STATED TASK A: In the natural gas market report, on what date is Leidy pipeline maintenance set to finish?
STATED TASK B: Please revise the natural gas market report between "Inventories now stand" and "cents to $2.621.", inclusive, putting "tight range" wherever "narrow range" appears.
STATED TASK C:
Decide whether each statement agrees with the natural gas market report. Answer yes or no, quoting the words from the report that decide it.
(i) Inventories are 22 Bcf greater than the 5-year average.
(ii) The East Region saw 45 Bcf injected.
(iii) Nearly 4.4GW of coal generation capacity will retire from the start of July.

GIVEN TEXT:
□ □ □

Prices rebounded quickly once the number hit trading screens. July futures fell to a low of $2.556 but by 10:45 EDT July was trading at $2.618, down just 1.6 cents from Wednesday's settlement.
Prior to the release of the data analysts were looking for an increase closer to the 125 Bcf range. ICAP Energy had calculated a 126 Bcf increase, and industry consultant Bentek Energy was looking for a build of 125 Bcf. A Reuters poll of 25 traders and analysts showed an average 121 Bcf with a range of a 101 Bcf to a 130 Bcf injection.
"I was hearing a 121 number and one guy showed me a 129 Bcf figure, but I don't think anyone was thinking this big," a New York floor trader told NGI.
"Immediately we got down to $2.556, but it bounced back 2 1/2 cents immediately. If you blinked you would have missed it. $2.50 is going to be a big number here."
Tim Evans of Citi Futures Perspective noted that "This was the second consecutive bearish weekly surprise, which tends to reinforce the idea that the background supply/demand balance has weakened from where it was just a few weeks ago. This has bearish implications for the data to follow, although it's worth noting that today's warmer temperature forecast will blunt some of that impact."
Estimating storage during a holiday week such as Memorial Day has always presented analysts with a challenge inasmuch as it is often difficult to ascertain the balance between demand and gas bound for storage. Industry consultant Bentek Energy noted just such a dilemma and admitted that there was upside risk to their estimate of 125 Bcf. Bentek said the last five years have exhibited this trend, with the actual EIA figure surpassing Bentek's estimate. Indeed. Make that six.
Inventories now stand at 2,211 Bcf and are 751 Bcf greater than last year and 22 Bcf greater than the 5-year average. In the East Region 73 Bcf were injected and the West Region saw inventories increase by 14 Bcf. Stocks in the Producing Region grew by 45 Bcf.
Futures were confined to a narrow range Friday, and although talk circulates of sharply lower prices, traders are not yet convinced those are in the cards at least in the short run. At the close July was down 3.6 cents to $2.590 and August had declined 3.3 cents to $2.621.
For the most part, traders aren't willing to commit to a scenario of significantly lower prices, at least not anytime soon. "A lot of guys I talk to, but don't believe, say we are looking at a $1 handle," said a New York floor trader. "That's what guys are saying, but I don't think you are going to see that; $2.50 seems to be holding well here. If you trade under $2.50 and hold that for a few days, then you might see some new selling coming in. It's not just a one-day deal. Traders will have to be convinced we're under $2.50 for the duration."
Others have a short-term bias higher, fueled by weather and coal plant retirements. "[Friday's production] level is estimated down by 0.3 Bcf/d to 71.6 Bcf/d, again subdued as maintenance continues to curtail flows," said Natgasweather.com's Andrea Paltrinieri. "With Leidy pipeline maintenance finishing on June 19, we will able to add 1 Bcf/d to today's production. Power burns continue to be relatively weak, but next week they are seen up as temperatures pick up coming back from the warm weekend.
"From the start of June, nearly 4.4GW of coal generation capacity will retire, but the impact on natty prices is difficult to evaluate. Going into the weekend and next week, weather forecasts need close watching to evaluate the potential for above-normal temperatures over the U.S. from the second half of June onward."

□ □ □

DATA EXTRACT:
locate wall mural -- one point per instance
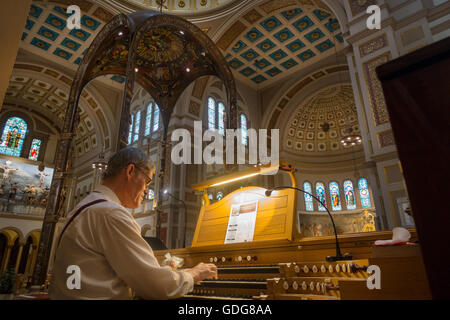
(23, 187)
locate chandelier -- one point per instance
(350, 138)
(101, 164)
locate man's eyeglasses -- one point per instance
(148, 180)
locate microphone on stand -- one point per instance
(339, 256)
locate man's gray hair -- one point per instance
(124, 157)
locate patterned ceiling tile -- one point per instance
(259, 79)
(283, 35)
(29, 24)
(306, 55)
(118, 78)
(289, 64)
(62, 11)
(266, 45)
(290, 14)
(62, 53)
(41, 44)
(273, 72)
(271, 23)
(248, 71)
(261, 64)
(239, 46)
(332, 25)
(55, 21)
(321, 15)
(235, 63)
(47, 33)
(70, 44)
(324, 46)
(80, 34)
(35, 11)
(295, 45)
(278, 55)
(249, 55)
(339, 37)
(314, 35)
(253, 35)
(89, 22)
(303, 23)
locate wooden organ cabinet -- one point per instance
(278, 263)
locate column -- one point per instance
(6, 259)
(13, 17)
(403, 29)
(19, 255)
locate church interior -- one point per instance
(72, 97)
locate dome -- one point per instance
(318, 124)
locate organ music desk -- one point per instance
(278, 263)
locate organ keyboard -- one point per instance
(278, 263)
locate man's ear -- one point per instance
(129, 170)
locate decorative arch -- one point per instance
(134, 46)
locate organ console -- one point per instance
(278, 263)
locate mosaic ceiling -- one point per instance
(319, 124)
(180, 6)
(262, 48)
(50, 100)
(46, 33)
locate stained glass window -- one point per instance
(321, 194)
(364, 193)
(216, 116)
(130, 134)
(221, 120)
(148, 119)
(244, 129)
(137, 126)
(309, 204)
(34, 151)
(211, 114)
(13, 136)
(335, 197)
(156, 119)
(349, 194)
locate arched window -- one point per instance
(151, 118)
(244, 138)
(35, 148)
(321, 194)
(216, 116)
(151, 194)
(130, 133)
(309, 204)
(137, 126)
(335, 197)
(13, 136)
(349, 194)
(364, 193)
(156, 119)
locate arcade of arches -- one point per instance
(305, 67)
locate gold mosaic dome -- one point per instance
(318, 124)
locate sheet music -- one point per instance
(241, 224)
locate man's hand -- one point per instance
(203, 271)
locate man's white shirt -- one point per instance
(105, 242)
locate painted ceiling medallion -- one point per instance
(160, 46)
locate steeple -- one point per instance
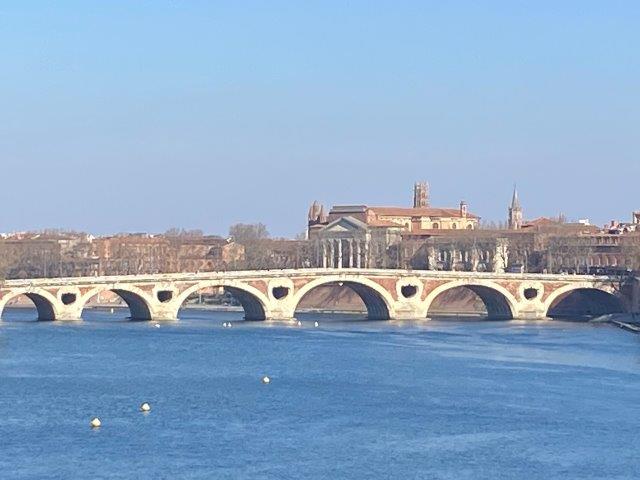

□ □ □

FULL SOLUTION A: June 19

FULL SOLUTION B:
Inventories now stand at 2,211 Bcf and are 751 Bcf greater than last year and 22 Bcf greater than the 5-year average. In the East Region 73 Bcf were injected and the West Region saw inventories increase by 14 Bcf. Stocks in the Producing Region grew by 45 Bcf.
Futures were confined to a tight range Friday, and although talk circulates of sharply lower prices, traders are not yet convinced those are in the cards at least in the short run. At the close July was down 3.6 cents to $2.590 and August had declined 3.3 cents to $2.621.

FULL SOLUTION C:
(i) Yes: "22 Bcf greater than the 5-year average."
(ii) No: "In the East Region 73 Bcf were injected."
(iii) No: "From the start of June, nearly 4.4GW of coal generation capacity will retire."